- Document
Jan. 9, 2023 — “I look forward to working with all of you for the next two years,” newly sworn-in Mayor Rob Ward said during a Florence City Council meeting on Jan. 3, which also saw the swearing in of two new city councilors, including Jo Beaudreau and Robert Carp. “I think we’re going to do some good things. And we have a legacy to follow, we have a lot of work to do — and I’m excited to see how good we really are.”
Ward, who had previously served as both councilor and mayor of Florence over the past couple of decades, swore to “uphold and defend the Constitution and laws of the United States of America, the Constitution and laws of the State of Oregon and the charter and codes of the City of Florence” as City Recorder Lindsey White administered the oath of office.
Beaudreau, who owns a local art store in Florence and has served on the city's Public Art Committee, paused through her reading of the oath, holding back tears while Carp, a retired California law enforcement officer, remained stoic as both pledged to “faithfully perform the duties of Councilor to the best of their ability,” as long as they are in office.
The oath was given at the top of the second City Council meeting of the evening, which was preceded by the final meeting of Mayor Joe Henry and Councilor Woody Woodbury, who were retiring from their positions.
First council meeting
“For the last five years I’ve served on the city council, I have enjoyed it immensely,” Woodbury said in his closing remarks during the first meeting, thanking city staff individually, including Florence Planning Director Wendy FarleyCampbell, whose information made sure the councilors “got it right” when deciding what to do. Public Works Director Mike Miller and his team were “Johnny on the spot whenever there’s a problem,” said Woodbury.
A former law enforcement officer himself, Woodbury began to choke up when speaking about Chief John Pitcher and the Florence Police department as a whole.
“Your Department really has done a fantastic job. I am so proud of all the officers, your sergeants and the job that you’ve stepped into,” he said.

(Coordinate labeling data)
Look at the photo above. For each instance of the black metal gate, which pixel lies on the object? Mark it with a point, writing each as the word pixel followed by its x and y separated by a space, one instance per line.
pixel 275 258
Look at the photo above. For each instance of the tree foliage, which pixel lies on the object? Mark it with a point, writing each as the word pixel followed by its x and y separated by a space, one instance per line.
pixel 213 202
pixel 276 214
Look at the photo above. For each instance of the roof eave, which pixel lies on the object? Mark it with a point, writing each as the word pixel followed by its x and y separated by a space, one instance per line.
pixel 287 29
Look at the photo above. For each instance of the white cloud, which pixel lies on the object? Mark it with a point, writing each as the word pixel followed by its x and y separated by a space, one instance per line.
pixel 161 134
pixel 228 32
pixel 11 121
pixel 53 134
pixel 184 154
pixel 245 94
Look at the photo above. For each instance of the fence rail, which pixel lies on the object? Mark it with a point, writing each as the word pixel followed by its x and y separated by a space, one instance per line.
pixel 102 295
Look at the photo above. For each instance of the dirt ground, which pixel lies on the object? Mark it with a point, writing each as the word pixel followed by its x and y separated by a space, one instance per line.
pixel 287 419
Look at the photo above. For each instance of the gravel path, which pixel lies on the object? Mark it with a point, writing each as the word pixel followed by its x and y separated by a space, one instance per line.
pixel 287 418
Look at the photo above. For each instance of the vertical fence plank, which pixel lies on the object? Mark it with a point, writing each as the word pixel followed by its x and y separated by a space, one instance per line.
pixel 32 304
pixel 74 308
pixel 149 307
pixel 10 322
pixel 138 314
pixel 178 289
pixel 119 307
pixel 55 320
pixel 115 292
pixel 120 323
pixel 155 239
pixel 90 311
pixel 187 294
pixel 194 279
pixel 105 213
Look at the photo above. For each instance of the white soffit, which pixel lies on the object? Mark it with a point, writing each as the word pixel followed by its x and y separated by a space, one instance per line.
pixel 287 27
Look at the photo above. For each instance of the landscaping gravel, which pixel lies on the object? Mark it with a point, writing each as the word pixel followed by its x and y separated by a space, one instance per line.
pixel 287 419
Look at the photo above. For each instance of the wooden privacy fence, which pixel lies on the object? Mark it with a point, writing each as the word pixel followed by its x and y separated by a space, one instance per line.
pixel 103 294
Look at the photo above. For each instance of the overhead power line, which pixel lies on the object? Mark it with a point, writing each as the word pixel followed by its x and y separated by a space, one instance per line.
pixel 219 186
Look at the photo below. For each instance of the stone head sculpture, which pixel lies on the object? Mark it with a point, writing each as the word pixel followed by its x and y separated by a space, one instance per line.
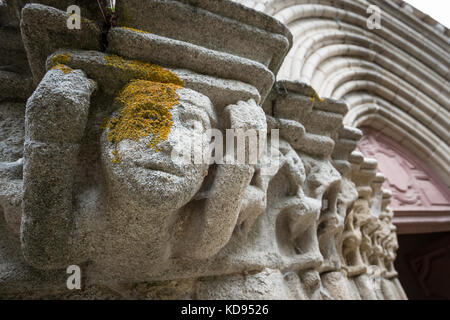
pixel 144 114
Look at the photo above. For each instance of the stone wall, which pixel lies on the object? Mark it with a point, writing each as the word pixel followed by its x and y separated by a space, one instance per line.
pixel 90 121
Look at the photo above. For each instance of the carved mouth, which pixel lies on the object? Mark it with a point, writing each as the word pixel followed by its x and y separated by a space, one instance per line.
pixel 165 166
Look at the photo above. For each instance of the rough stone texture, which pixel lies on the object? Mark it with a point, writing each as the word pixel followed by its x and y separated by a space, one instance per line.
pixel 315 226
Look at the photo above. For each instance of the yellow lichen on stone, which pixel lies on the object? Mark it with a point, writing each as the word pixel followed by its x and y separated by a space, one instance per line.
pixel 143 70
pixel 135 30
pixel 145 111
pixel 60 59
pixel 63 68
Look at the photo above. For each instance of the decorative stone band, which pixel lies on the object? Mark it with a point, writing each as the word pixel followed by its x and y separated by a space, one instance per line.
pixel 112 72
pixel 305 120
pixel 222 26
pixel 183 55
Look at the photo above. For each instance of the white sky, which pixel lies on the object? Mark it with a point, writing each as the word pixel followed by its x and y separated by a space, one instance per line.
pixel 439 10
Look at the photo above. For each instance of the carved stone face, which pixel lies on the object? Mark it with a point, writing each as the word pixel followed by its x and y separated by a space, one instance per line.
pixel 156 179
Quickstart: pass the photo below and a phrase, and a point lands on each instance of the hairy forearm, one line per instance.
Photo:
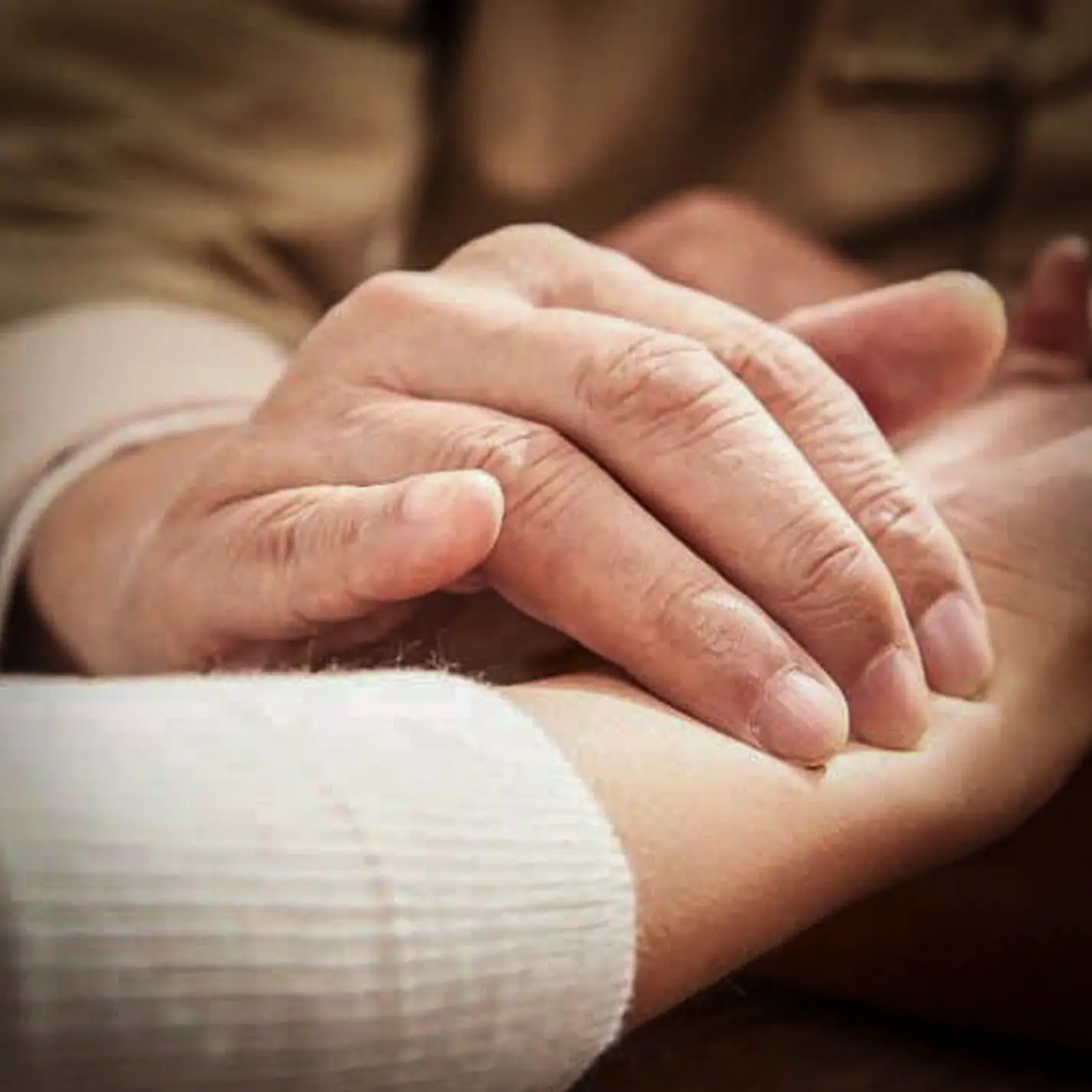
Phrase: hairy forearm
(734, 852)
(77, 566)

- Actions to take
a - Reproduce word for word everything in the Florence council article from "Ward, who had" down to "oath of office.".
b - Write the next part of the Florence council article, picking up after its last sentence.
The coordinate labeling data stands apart from the Florence council article as separate material.

- Answers in order
a -
Ward, who had previously served as both councilor and mayor of Florence over the past couple of decades, swore to “uphold and defend the Constitution and laws of the United States of America, the Constitution and laws of the State of Oregon and the charter and codes of the City of Florence” as City Recorder Lindsey White administered the oath of office.

b -
After thanking other staff, whom he said it was a pleasure working with, he ended with praise for City Manager Erin Reynolds, stating “It’s been an absolute pleasure working with you — you’re an asset to the city.”
Councilor Sally Wantz stated it was a pleasure working with Henry and Woodbury, wishing them the best in retirement, while Councilor Bill Meyer thanked them both for their volunteer time, saying, “I think this has been an excellent council. I appreciate working with each and every one of you.”
Both Wantz and Meyer will continue to serve on the council.
Mayor-elect Ward, who began the evening as a city councilor, listed some accomplishments of the council, including Revisioning Florence and the Old Town entrance.
“Your leadership has been impeccable, and it’s very much appreciated,” he said. “I look forward to doing my darndest to keep it going in recognition of what you guys have accomplished.”
Later in the evening, Reynolds thanked both Henry and Woodbury for their service to the city, beginning with Henry, who became Mayor shortly before Reynolds became manager.
“You embraced our city motto, what we have learned to know ourselves as ‘A City in Motion,’” she said. “And you were ready and willing to run hard and fast right alongside of us and supported us as staff, and as a community, to say ‘Yes’ and get things done.”
Henry, who had thanked staff individually in the last meeting, kept comments brief, thanking the council for its hard work over the years.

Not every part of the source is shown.